3.3. Enrichment Factors (EFs) and the Geoaccumulation Index (Igeo)

The EF results for Shijiazhuang street dust heavy metals are shown in Figure 4. Average Ni and Cr values were below two in all samples, indicating that the concentrations of these heavy metals were just slightly enriched. The EF mean for Cu was generally (55.98% of samples) within the two to five range, indicating that this element was the subject of moderate enrichment in the study area. The average EFs of Pb (6.53) and Zn (6.93) were in the 5–10 range (41.03% of Pb and 41.88% of Zn), indicating that the Pb EF was a little less than Zn, and that both suffered strongly moderate enrichment in the study area.

Directions ::
• 1. In the street dust passage, what was the average enrichment factor of Zn?
• 2. Reproduce the street dust passage from "3.3. Enrichment Factors" to "strongly moderate enrichment in the study area.", word for word.

Data lines ::
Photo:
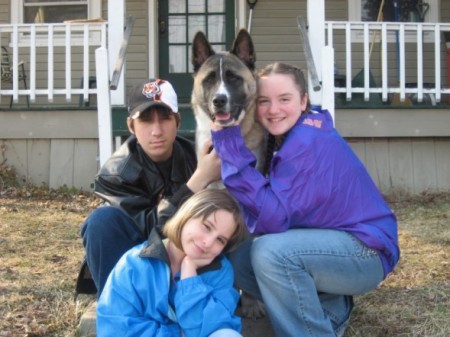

Answers per task ::
• 1. 6.93

• 2.
3.3. Enrichment Factors (EFs) and the Geoaccumulation Index (Igeo)

The EF results for Shijiazhuang street dust heavy metals are shown in Figure 4. Average Ni and Cr values were below two in all samples, indicating that the concentrations of these heavy metals were just slightly enriched. The EF mean for Cu was generally (55.98% of samples) within the two to five range, indicating that this element was the subject of moderate enrichment in the study area. The average EFs of Pb (6.53) and Zn (6.93) were in the 5–10 range (41.03% of Pb and 41.88% of Zn), indicating that the Pb EF was a little less than Zn, and that both suffered strongly moderate enrichment in the study area.